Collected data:

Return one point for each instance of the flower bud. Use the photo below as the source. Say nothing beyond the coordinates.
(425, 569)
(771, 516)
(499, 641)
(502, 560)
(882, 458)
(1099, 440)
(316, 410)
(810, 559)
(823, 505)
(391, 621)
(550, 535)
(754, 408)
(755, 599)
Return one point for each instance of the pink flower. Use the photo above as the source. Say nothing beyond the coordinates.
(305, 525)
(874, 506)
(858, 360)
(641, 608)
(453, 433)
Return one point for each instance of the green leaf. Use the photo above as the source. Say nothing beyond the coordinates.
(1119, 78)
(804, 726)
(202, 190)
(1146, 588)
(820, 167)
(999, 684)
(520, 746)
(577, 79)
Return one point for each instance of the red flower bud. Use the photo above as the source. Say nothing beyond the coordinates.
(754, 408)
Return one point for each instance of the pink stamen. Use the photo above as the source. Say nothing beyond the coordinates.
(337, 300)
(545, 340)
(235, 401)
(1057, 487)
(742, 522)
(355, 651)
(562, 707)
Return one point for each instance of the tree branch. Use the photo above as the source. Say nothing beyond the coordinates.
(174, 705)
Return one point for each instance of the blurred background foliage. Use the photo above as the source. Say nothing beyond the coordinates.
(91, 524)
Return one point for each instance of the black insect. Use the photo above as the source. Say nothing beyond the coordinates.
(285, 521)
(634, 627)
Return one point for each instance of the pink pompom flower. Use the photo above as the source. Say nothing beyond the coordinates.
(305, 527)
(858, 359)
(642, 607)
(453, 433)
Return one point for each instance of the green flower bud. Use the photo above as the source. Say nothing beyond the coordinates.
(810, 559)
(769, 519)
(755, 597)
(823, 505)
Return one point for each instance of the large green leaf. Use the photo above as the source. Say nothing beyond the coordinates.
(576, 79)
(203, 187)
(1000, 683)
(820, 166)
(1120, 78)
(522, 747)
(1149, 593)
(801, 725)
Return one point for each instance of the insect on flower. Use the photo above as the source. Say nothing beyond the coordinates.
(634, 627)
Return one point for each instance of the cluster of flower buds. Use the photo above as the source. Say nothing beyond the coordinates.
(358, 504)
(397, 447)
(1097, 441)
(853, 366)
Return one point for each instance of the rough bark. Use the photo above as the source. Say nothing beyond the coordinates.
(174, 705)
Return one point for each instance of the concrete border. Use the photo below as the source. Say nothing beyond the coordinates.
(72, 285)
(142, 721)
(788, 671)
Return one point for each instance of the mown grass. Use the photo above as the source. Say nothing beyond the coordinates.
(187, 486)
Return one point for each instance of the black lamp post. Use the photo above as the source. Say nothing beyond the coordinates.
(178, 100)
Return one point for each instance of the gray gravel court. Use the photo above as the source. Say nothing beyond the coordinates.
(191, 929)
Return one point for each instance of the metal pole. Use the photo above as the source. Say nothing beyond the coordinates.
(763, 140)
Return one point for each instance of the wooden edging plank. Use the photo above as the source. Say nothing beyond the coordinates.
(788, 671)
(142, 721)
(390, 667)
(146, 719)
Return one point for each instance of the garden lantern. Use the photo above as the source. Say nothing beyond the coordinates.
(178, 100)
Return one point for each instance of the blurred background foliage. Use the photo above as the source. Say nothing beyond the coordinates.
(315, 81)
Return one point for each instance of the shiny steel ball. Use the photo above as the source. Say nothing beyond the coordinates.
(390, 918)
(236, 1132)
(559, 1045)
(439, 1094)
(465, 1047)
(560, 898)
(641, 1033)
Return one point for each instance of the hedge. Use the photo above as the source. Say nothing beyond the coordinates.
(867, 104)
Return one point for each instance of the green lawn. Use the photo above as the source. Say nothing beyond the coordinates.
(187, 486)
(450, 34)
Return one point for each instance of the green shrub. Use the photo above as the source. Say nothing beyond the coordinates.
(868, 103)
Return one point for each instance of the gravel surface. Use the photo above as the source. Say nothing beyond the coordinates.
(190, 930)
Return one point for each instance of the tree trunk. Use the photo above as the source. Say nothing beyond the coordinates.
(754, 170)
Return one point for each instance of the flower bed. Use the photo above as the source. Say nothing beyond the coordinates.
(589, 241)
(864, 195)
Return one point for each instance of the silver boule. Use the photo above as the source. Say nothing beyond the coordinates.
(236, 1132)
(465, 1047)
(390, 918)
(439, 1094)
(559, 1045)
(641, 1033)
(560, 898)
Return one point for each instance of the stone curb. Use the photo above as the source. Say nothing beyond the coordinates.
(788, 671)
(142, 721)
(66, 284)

• **Task to complete**: Copy every one of the records above word for word, with nothing changed or left out.

• **Problem solution**:
Return one point for each instance of the flower bud. Use the photo below as the source. Say nothing beyond the coordinates.
(425, 569)
(771, 516)
(499, 641)
(502, 560)
(882, 458)
(1099, 440)
(316, 410)
(810, 559)
(823, 505)
(391, 621)
(550, 535)
(754, 408)
(755, 599)
Return one point for each instance of the pink flower. Use the photo above as the source. Say nothing beyond the coordinates.
(305, 525)
(874, 506)
(858, 360)
(641, 608)
(453, 433)
Return one point for each instance of the green leaf. Use the photo above as the source. Say nothing beyond the coordinates.
(1119, 78)
(804, 726)
(202, 190)
(1146, 588)
(820, 167)
(999, 684)
(520, 746)
(577, 79)
Return one point for each instance of the red flower bud. Use the photo above as the source. Say nothing beyond the coordinates.
(754, 408)
Return one point for each instance of the pink stamen. Use the photo above as the source. Say nothing beyond the coordinates.
(337, 300)
(545, 340)
(235, 401)
(1057, 487)
(742, 522)
(355, 651)
(562, 707)
Return one point for each instance of the tree branch. Use the photo above as the source. Say nothing beyond the coordinates.
(174, 705)
Return one point for each instance of the blurred background foliage. Use the photo above as the source. Say nothing beyond the coordinates.
(91, 524)
Return one point for each instance of the black insect. Use the photo above as the source. Say nothing beyond the coordinates.
(285, 521)
(634, 627)
Return one point for each instance of the pink pompom flower. Use the photo above as the source. Say nothing beyond the coordinates.
(305, 527)
(858, 359)
(642, 607)
(453, 433)
Return one point for each instance of the green flower bud. Use the photo above as the source. Say nothing beyond the coordinates.
(810, 559)
(769, 519)
(755, 597)
(823, 505)
Return one point for each instance of the large green leaf. Use the photo above as the source. Say nothing beyond the coordinates.
(576, 79)
(203, 187)
(1000, 683)
(820, 166)
(1120, 78)
(522, 747)
(1149, 593)
(801, 725)
Return one point for each instance of the insect on flower. Use the photo above as the source. Say nothing beyond the coordinates.
(634, 627)
Return one point for each instance of the cluster of flower buds. Use the photo above as the source. Say nothing beyond the coordinates.
(358, 504)
(397, 447)
(1097, 441)
(853, 366)
Return one point for each instance of the rough bark. Use the photo above as the source. Say nothing beyond the coordinates.
(174, 705)
Return one point for each instance of the concrete border. Use the photo below as the source. Say nothing beyond the coordinates.
(72, 285)
(142, 721)
(788, 671)
Return one point for each instance of the mown grass. Use the photo above as the source. Say nothing beyond the coordinates.
(187, 486)
Return one point for each instance of the black lamp post. Use the photo above as the source. Say nothing beyond the coordinates.
(178, 100)
Return one point for each instance of the gray gravel court. Use the photo above as the source. Say nothing beyond the coordinates.
(191, 929)
Return one point for each instance of the metal pole. Use the photo above as the source. Say nothing beyond the coordinates.
(763, 140)
Return one point for each instance of the wooden edging plank. Use the photo above as the source. Say nothing beyond the coordinates.
(788, 671)
(142, 721)
(390, 667)
(146, 719)
Return one point for each instance of the garden lantern. Use the photo above as the source. Say nothing beyond the coordinates.
(178, 100)
Return one point for each instance of the blurred background foliage. Use the photo above as the source. Say nothing beyond the coordinates.
(315, 81)
Return one point for each instance of the shiny steel ball. Use the photo above as the source. Say nothing beyond the coordinates.
(390, 918)
(236, 1132)
(559, 1045)
(439, 1094)
(465, 1047)
(560, 898)
(641, 1033)
Return one point for each instance of the hedge. Use the photo above as the source. Say nothing beyond the coordinates.
(867, 104)
Return one point for each instance of the green lawn. Use the photo above as the source. Say nothing beyond the coordinates.
(187, 486)
(450, 34)
Return one point for each instance of the green shrub. Use the photo above as the source. Say nothing beyond the coordinates.
(868, 103)
Return one point for each instance of the gravel surface. Use the photo above as the source. Say nothing beyond the coordinates.
(190, 930)
Return one point for each instance of the tree trunk. Use the photo above as the source. Say nothing beyond the coordinates.
(754, 170)
Return one point for each instance of the flower bed. Use the photo above as the source. Say nothing beyond the coordinates.
(589, 241)
(864, 195)
Return one point for each instance of the silver boule. Use the photo above as the source. Say nothing beyond the coordinates.
(236, 1132)
(465, 1047)
(390, 918)
(439, 1094)
(559, 1045)
(641, 1033)
(560, 898)
Return one point for each instance of the stone curb. Use the photo above as the source. Say nothing beyond the coordinates.
(788, 671)
(142, 721)
(66, 284)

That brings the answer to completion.